-------- PROVIDED TEXT

The TPP must be an agreement that brings down trade barriers - TV interview

E&OE TRANSCRIPT

TV INTERVIEW

SKY AM AGENDA WITH KIERAN GILBERT

MONDAY, 19 SEPTEMBER 2016

SUBJECT/S: Syrian airstrikes; Trans-Pacific Partnership agreement; Turnbull Government’s migration message.

KIERAN GILBERT: This is AM Agenda coming to you live from New York this morning and joining me now Labor front bencher, Andrew Leigh. Andrew coincidently a lot is happening on the international stage and the bungled Syrian air strikes having reverberations at the UN. I know Labor supports the Australian involvement there. Isn’t it the fact that it’s a brutal reality that in a messy conflict like Syria that mistakes like this can happen?

ANDREW LEIGH, SHADOW ASSISTANT TREASURER: Morning Kieran. It’s good to be with you, and I hope all is well in New York. Certainly what’s going on here is of deep concern. It reflects the fact that the Free Syrian army has now largely collapsed and this is now a conflict between the Syrian military and Al Qaeda and Daesh. That means of course that this is a serious blunder but it also highlights the fact that this is a conflict that has now been going on for more than five years.

----------------

▶ STATED GOAL 1
Answer these questions about the interview transcript:
(a) On what date was the interview broadcast?
(b) Where was the program coming live from?
(c) According to Andrew Leigh, for how long has the conflict been going on?
▶ STATED GOAL 2
In the interview transcript, reproduce the passage from "MONDAY, 19 SEPTEMBER" up to and including "this can happen?", switching "New York" to "Washington" throughout.
▶ STATED GOAL 3
Recast the paragraph of the interview transcript that begins "ANDREW LEIGH, SHADOW ASSISTANT TREASURER: Morning Kieran." as a short bulleted list that keeps its main facts.

-------- GIVEN DATA

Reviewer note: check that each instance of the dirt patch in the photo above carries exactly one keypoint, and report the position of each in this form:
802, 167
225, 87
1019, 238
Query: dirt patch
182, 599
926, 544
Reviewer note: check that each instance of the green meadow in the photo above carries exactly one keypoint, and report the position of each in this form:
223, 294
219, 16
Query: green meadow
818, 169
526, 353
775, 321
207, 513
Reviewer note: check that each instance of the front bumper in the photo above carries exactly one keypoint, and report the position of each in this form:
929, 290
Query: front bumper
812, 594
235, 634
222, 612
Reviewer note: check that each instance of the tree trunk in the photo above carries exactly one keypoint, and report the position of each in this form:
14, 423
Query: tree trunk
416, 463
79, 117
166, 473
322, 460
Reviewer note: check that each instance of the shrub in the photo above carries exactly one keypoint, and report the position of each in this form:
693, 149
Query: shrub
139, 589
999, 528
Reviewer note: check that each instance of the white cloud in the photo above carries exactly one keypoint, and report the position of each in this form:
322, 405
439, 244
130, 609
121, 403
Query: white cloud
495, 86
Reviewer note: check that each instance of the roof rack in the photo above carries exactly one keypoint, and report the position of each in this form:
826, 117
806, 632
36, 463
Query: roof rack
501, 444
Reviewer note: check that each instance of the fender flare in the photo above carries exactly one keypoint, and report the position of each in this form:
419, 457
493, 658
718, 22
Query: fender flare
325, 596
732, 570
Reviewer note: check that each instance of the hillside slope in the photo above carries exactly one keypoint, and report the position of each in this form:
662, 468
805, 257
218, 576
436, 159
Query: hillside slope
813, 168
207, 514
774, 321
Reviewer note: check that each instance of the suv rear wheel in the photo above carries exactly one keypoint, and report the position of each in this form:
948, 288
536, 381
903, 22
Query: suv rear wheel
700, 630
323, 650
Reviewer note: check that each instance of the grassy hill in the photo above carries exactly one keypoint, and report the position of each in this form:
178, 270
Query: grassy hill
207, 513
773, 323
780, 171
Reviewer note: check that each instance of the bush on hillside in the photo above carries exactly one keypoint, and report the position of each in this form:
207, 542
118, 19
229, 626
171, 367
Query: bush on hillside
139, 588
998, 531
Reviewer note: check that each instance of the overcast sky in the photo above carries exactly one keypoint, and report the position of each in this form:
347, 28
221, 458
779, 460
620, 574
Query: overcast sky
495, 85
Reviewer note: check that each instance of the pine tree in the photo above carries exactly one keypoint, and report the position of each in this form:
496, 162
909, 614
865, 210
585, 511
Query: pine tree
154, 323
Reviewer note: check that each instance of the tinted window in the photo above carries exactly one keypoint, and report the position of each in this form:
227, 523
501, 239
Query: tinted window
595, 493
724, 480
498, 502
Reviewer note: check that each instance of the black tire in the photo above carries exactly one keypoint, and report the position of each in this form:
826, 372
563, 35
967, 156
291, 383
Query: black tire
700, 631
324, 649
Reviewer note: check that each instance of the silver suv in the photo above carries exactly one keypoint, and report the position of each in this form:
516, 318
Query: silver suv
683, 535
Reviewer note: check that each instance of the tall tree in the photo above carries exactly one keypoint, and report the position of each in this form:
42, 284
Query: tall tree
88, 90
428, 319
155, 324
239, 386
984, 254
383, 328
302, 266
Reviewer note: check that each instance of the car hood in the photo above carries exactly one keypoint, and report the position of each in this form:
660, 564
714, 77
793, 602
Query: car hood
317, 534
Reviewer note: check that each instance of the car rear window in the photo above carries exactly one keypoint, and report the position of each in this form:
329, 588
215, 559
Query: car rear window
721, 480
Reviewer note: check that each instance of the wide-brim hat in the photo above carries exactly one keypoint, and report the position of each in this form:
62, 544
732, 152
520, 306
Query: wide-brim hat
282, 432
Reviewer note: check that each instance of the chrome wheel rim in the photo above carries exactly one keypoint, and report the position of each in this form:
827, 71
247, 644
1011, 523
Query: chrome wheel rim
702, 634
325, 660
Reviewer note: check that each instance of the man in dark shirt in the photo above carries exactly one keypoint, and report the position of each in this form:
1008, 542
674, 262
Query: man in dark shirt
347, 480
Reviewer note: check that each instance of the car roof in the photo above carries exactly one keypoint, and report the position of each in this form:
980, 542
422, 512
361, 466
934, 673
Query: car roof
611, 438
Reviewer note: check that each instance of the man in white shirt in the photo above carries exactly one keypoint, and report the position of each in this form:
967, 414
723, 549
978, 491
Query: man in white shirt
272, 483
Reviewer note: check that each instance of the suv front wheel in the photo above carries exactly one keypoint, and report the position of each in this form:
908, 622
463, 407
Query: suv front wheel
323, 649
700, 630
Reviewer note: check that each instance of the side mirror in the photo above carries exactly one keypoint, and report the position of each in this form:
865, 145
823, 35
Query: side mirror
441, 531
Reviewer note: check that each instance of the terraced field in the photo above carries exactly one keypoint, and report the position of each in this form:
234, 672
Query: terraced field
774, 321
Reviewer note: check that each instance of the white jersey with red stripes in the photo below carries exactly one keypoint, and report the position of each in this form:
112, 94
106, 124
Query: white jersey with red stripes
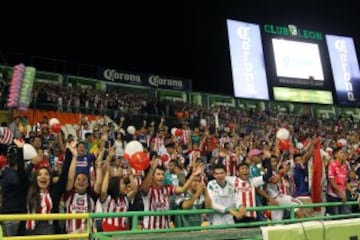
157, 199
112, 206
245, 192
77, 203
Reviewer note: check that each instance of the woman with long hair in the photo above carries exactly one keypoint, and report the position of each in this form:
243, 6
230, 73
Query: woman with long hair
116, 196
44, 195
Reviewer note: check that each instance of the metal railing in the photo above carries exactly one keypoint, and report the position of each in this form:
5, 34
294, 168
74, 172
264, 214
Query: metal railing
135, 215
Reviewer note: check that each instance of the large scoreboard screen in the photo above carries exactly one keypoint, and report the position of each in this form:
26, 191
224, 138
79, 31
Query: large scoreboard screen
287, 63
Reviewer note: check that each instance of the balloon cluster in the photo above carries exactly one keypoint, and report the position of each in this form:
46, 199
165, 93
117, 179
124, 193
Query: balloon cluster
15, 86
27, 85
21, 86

----------------
-------- GIVEN DATA

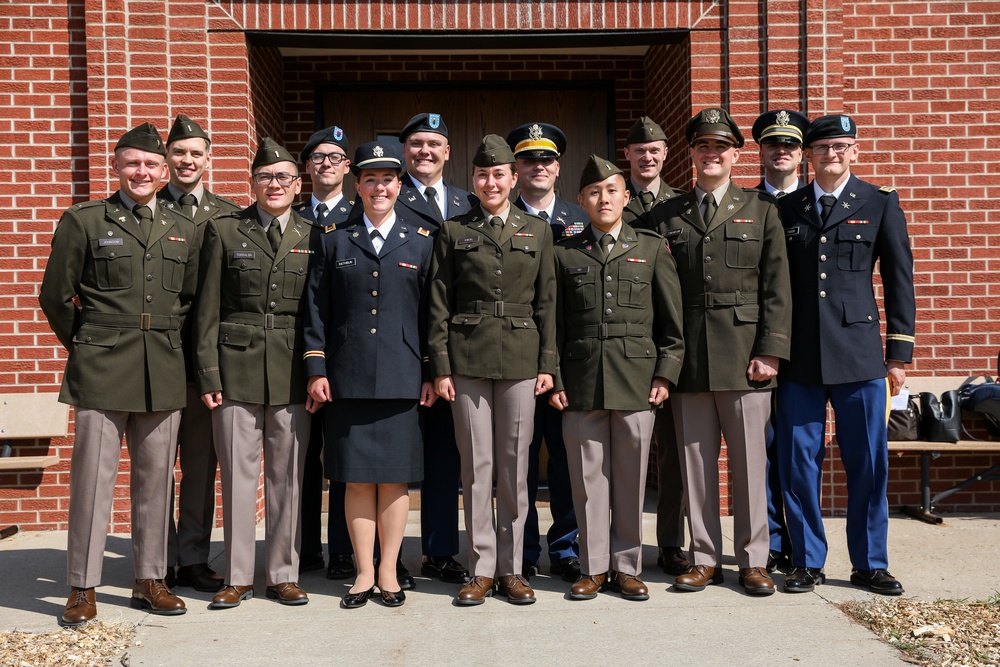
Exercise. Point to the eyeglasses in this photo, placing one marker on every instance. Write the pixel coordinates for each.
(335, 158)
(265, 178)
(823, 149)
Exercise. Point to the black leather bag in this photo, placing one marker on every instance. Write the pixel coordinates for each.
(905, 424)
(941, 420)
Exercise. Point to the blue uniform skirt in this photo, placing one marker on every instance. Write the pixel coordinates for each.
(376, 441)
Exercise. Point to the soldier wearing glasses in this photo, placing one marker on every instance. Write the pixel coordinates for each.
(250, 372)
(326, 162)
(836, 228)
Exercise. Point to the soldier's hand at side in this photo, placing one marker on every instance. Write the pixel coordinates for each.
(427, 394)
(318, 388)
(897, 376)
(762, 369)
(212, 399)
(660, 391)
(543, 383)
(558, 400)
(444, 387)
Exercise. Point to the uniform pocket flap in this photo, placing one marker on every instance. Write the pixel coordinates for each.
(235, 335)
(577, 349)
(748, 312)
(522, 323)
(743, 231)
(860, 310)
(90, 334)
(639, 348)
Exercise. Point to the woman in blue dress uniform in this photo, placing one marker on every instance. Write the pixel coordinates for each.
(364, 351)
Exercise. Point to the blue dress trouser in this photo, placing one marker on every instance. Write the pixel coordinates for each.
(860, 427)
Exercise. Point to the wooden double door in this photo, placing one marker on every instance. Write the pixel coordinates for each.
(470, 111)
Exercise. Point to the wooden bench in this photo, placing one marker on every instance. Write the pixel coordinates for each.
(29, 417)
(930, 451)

----------------

▶ WORKED SOLUTION 1
(a) Monday, 19 September 2016
(b) New York
(c) More than five years

▶ WORKED SOLUTION 2
MONDAY, 19 SEPTEMBER 2016

SUBJECT/S: Syrian airstrikes; Trans-Pacific Partnership agreement; Turnbull Government’s migration message.

KIERAN GILBERT: This is AM Agenda coming to you live from Washington this morning and joining me now Labor front bencher, Andrew Leigh. Andrew coincidently a lot is happening on the international stage and the bungled Syrian air strikes having reverberations at the UN. I know Labor supports the Australian involvement there. Isn’t it the fact that it’s a brutal reality that in a messy conflict like Syria that mistakes like this can happen?

▶ WORKED SOLUTION 3
- What is going on is of deep concern.
- The Free Syrian army has largely collapsed.
- The conflict is now between the Syrian military and Al Qaeda and Daesh.
- The air strikes were a serious blunder.
- The conflict has been going on for more than five years.